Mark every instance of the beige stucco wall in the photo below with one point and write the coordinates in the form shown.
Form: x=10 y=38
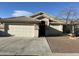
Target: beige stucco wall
x=23 y=30
x=54 y=30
..........
Written instruction
Recast the records above as a JSON list of strings, with one string for each line and blank lines omitted. Leave the pictures out.

Finished task
[
  "Mark every instance of the beige stucco wall in the photo below with one point and write the coordinates in the form shown.",
  "Form: x=10 y=38",
  "Target: beige stucco wall",
  "x=23 y=30",
  "x=54 y=30"
]